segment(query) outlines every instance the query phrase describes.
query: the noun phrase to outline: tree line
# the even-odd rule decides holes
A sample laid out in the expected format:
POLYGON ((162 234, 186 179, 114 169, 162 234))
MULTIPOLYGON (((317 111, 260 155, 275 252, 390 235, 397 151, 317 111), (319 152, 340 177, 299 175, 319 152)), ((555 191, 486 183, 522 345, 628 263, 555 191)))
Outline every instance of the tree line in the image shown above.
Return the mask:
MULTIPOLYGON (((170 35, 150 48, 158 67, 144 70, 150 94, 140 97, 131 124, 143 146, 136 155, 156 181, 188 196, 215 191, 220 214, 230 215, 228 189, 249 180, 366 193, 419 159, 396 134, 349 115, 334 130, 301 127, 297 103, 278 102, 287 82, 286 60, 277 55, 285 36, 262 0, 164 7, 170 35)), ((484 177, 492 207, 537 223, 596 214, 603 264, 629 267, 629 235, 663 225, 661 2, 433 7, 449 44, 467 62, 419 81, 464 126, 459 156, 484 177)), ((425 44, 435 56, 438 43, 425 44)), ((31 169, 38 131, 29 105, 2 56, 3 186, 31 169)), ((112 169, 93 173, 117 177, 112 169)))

^^^^^^^^^^^^^^^^

*Goal:*
Render every line of the entries above as a Markdown table with two columns, No. and Text, leaving out blank lines.

*Reply to the task:*
| No. | Text |
|---|---|
| 1 | segment(query) outlines every instance the query phrase describes. |
| 2 | query: the noun phrase to outline: tree line |
| 3 | # the even-odd rule decides holes |
| 4 | A sample laid out in the expected format: |
| 5 | POLYGON ((162 234, 186 179, 114 169, 162 234)) |
| 6 | MULTIPOLYGON (((317 111, 260 155, 275 252, 390 235, 397 151, 317 111), (319 152, 340 177, 299 175, 319 152)), ((555 191, 486 183, 522 345, 628 263, 555 191))) |
| 7 | Outline every instance of the tree line in the image shown above. |
| 8 | Return the mask: |
| 9 | MULTIPOLYGON (((170 35, 150 48, 158 67, 144 70, 150 94, 140 97, 131 124, 143 146, 136 155, 156 181, 188 196, 215 191, 220 214, 230 215, 228 189, 249 180, 366 193, 419 159, 396 134, 349 115, 334 130, 301 127, 297 103, 278 102, 287 82, 286 60, 277 55, 285 36, 262 0, 164 7, 170 35)), ((484 177, 492 207, 537 223, 596 214, 603 264, 629 267, 629 235, 663 225, 661 2, 433 7, 449 44, 467 62, 419 81, 464 126, 459 156, 484 177)), ((425 44, 435 56, 438 43, 425 44)), ((31 169, 38 131, 29 105, 2 56, 3 186, 31 169)), ((112 169, 93 173, 117 177, 112 169))) |